GEGEVEN TEKST
═══
Legaliteitsbeginsel
● Bepaald overheidshandelen moet op een wettelijke grondslag zijn gebaseerd.
● Bevoegdheid moet voldoende specifiek, duidelijk en kenbaar zijn
● Het bestuur verkrijgt publiekrechtelijke bevoegdheid door:
1. Attributie
2. Delegatie
● Een ander oefent namens het bestuur publiekrechtelijke bevoegdheid uit door mandaat.
● Negatief overheidsoptreden: gebiedend of verbiedend beperken van vrijheid en/of
eigendom van een burger (Eingriffsverwaltung). Uitdrukkelijk een wettelijke grondslag
vereist. Het ingrijpen van de overheid in de vrijheidssfeer van de burger via een gebod of
verbod.
● Positief overheidsoptreden: Het verstrekken van steun door de overheid, zoals
subsidies en uitkeringen (Leistungsverwaltung).
● Wesentlichkeitstheorie: gaat niet om de vraag of er sprake is van negatief of positief
overheidsoptreden, maar wordt de eis van een wettelijke grondslag verbonden met het
belangrijke en fundamentele karakter van de overheidsbeslissing.
═══
AANGELEVERDE REGELS
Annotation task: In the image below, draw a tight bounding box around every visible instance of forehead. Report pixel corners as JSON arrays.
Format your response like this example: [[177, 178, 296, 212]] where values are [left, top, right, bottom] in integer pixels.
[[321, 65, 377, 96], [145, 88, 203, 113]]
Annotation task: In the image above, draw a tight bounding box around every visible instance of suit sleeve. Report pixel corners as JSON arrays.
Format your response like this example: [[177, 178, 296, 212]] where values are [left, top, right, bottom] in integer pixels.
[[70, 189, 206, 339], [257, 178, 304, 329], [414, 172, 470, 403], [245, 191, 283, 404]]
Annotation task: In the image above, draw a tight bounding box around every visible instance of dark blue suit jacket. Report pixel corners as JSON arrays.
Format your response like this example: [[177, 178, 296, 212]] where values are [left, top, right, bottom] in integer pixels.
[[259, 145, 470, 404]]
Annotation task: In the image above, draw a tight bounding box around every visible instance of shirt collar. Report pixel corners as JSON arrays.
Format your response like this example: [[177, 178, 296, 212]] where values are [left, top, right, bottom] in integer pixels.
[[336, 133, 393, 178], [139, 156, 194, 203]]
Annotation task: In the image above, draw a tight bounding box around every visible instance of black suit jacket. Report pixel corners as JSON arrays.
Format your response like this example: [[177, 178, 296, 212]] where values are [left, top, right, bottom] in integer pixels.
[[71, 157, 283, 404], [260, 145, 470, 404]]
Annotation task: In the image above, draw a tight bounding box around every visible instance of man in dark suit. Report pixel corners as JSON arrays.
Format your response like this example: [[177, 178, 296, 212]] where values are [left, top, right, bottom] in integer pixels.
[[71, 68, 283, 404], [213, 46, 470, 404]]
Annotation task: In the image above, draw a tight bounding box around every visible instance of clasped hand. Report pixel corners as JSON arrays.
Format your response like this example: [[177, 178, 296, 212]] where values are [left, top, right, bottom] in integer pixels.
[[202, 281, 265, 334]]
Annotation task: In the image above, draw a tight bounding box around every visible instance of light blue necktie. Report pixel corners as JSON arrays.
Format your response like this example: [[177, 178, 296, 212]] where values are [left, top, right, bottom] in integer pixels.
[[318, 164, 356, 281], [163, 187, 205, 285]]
═══
WAT WORDT GEVRAAGD
Op welke twee manieren verkrijgt het bestuur volgens de tekst over het legaliteitsbeginsel publiekrechtelijke bevoegdheid?

UITKOMST OPDRACHT
Door attributie en door delegatie.